(Natural language region descriptions)
◇ ◇ ◇ ◇ ◇
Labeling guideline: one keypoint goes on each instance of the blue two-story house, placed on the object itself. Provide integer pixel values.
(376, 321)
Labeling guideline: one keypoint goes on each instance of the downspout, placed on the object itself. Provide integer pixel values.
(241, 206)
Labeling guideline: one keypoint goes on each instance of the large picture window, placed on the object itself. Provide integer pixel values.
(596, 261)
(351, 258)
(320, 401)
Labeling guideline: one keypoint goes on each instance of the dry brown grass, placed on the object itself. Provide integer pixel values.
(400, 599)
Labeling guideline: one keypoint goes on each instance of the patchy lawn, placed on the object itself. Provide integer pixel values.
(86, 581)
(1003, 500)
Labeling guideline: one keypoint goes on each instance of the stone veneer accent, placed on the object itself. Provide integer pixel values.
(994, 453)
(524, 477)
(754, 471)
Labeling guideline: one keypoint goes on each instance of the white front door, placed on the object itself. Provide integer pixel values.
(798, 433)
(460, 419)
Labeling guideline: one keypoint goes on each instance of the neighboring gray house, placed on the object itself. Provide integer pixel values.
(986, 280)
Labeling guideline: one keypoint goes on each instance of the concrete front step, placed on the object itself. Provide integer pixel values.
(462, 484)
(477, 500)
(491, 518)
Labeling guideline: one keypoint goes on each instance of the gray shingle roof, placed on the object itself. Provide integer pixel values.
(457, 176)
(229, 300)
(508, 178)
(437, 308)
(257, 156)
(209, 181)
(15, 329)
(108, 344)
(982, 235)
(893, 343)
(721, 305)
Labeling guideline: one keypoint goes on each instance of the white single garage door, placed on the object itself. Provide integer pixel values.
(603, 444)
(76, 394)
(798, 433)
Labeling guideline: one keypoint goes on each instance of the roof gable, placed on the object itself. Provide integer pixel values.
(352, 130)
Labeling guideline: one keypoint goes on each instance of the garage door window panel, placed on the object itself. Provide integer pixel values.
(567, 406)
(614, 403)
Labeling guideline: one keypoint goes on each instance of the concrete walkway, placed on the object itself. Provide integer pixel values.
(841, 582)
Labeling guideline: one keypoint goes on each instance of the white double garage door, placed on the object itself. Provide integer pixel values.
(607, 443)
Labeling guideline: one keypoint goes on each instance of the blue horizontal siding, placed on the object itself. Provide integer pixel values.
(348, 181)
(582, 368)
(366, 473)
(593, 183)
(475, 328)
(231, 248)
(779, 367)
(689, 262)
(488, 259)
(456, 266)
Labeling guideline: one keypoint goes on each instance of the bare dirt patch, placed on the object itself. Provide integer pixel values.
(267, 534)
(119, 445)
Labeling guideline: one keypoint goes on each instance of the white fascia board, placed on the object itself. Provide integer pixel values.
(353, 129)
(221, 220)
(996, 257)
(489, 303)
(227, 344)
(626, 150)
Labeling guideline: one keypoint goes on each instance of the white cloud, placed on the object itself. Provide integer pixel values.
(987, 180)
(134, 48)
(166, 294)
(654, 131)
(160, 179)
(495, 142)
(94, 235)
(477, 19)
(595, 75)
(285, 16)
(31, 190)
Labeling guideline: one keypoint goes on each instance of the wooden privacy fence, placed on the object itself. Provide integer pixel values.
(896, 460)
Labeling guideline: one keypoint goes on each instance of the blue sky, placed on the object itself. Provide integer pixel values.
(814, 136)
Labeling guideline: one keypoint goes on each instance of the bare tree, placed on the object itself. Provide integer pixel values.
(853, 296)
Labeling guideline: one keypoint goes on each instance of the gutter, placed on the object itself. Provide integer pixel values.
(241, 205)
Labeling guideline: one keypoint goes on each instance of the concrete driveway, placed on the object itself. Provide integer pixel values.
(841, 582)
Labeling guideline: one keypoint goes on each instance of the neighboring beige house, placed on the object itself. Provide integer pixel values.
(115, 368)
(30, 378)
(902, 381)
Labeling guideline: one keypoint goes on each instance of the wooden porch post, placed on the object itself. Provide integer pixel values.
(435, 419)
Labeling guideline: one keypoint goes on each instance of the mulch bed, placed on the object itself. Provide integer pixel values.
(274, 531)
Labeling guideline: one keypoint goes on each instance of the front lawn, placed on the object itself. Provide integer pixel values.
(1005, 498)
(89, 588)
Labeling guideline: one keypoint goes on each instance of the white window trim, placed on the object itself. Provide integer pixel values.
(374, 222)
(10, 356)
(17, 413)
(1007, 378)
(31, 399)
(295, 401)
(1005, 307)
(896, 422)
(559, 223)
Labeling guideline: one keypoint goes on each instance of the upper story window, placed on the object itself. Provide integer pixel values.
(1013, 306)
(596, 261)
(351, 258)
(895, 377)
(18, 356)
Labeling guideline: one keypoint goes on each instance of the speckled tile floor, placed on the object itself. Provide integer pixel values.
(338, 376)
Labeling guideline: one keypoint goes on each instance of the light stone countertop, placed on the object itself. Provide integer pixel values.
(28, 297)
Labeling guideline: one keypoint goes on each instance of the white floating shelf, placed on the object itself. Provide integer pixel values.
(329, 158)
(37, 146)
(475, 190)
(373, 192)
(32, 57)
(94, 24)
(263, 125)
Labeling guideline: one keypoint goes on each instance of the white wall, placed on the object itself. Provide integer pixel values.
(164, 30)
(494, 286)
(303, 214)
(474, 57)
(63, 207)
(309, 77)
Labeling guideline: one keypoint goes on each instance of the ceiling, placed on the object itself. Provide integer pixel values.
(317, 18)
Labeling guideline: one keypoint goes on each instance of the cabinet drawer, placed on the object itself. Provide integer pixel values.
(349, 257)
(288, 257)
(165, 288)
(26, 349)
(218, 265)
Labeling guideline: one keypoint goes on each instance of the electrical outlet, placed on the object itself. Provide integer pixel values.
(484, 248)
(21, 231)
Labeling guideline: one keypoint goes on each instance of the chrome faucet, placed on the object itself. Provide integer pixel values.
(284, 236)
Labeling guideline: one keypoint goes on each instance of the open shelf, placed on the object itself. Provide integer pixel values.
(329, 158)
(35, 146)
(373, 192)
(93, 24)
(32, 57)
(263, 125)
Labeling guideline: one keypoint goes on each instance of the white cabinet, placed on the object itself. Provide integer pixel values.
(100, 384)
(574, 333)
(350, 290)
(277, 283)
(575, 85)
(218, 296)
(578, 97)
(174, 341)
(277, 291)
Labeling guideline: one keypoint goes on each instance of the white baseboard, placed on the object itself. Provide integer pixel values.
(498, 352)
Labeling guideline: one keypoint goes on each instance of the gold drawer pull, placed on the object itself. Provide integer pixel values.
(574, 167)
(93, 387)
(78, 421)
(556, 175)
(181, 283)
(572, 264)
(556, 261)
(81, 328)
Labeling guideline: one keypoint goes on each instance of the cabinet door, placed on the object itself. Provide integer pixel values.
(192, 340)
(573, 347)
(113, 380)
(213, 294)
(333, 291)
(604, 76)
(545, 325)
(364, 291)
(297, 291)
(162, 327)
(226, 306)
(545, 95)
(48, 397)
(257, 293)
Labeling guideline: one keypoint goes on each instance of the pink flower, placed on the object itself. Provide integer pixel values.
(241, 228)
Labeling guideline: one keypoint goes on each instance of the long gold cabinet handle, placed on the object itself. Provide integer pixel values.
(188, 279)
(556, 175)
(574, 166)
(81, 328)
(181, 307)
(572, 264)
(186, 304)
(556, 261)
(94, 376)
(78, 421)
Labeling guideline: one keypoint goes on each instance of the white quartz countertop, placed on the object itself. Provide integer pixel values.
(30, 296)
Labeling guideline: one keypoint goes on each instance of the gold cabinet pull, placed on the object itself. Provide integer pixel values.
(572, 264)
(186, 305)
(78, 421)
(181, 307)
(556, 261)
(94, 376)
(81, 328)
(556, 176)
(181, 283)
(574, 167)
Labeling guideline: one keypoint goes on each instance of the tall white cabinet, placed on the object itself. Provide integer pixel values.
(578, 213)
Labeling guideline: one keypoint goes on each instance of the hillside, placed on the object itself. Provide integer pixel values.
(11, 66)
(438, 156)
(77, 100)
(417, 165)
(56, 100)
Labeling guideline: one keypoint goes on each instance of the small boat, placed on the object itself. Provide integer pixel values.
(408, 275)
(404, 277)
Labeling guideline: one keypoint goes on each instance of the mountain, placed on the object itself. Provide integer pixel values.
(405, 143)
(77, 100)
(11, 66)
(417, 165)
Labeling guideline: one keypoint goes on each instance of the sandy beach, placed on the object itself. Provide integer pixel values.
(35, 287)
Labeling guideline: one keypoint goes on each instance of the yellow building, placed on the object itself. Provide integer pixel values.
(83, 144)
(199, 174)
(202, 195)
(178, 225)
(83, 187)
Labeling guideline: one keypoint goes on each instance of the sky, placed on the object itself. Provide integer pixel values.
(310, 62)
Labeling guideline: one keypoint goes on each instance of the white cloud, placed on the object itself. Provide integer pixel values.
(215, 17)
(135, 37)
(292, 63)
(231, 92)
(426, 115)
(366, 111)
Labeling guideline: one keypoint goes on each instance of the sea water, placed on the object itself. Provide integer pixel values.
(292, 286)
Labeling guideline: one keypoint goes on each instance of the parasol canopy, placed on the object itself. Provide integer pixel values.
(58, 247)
◇ ◇ ◇ ◇ ◇
Task item — Output, exactly and with no other text, the line that contains "the hillside, placed" and all lines from there to the end of the records.

Reply —
Labeling guideline: one keypoint goes on each instance of the hillside, placed on the object itself. Provide integer pixel values.
(11, 66)
(438, 156)
(77, 100)
(417, 165)
(56, 100)
Labeling guideline: one keypoint goes on each instance of the small boat, placed on the object itself. Provide integer pixel values.
(408, 275)
(404, 277)
Labeling guideline: one keypoint goes on each instance of the mountain, placed on the object itself. Provide integer pixel values.
(405, 143)
(77, 100)
(11, 66)
(417, 165)
Labeling guideline: one keypoint goes on each instance of the sandy beach, placed on the object itself. Provide integer pixel values.
(35, 287)
Labeling guideline: one keypoint goes on each instance of the yellow building, placed on the object itself. Provide integer pixel values.
(83, 144)
(199, 174)
(202, 195)
(178, 225)
(83, 187)
Labeling guideline: one keypoint goes on each instance of the sky, placed on the object itself. Provide integer pixel values.
(310, 62)
Labeling guideline: one keypoint goes on each instance of the white cloud, placed on the object itself. Provide integer pixel values.
(215, 17)
(135, 37)
(292, 63)
(231, 92)
(426, 115)
(366, 111)
Labeling guideline: one keypoint goes on each instance of the sea water, placed on the object itself. Provide integer pixel values.
(292, 286)
Labeling guideline: one keypoint goes on each instance of the parasol canopy, placed on the object itself. Provide integer pixel values.
(58, 247)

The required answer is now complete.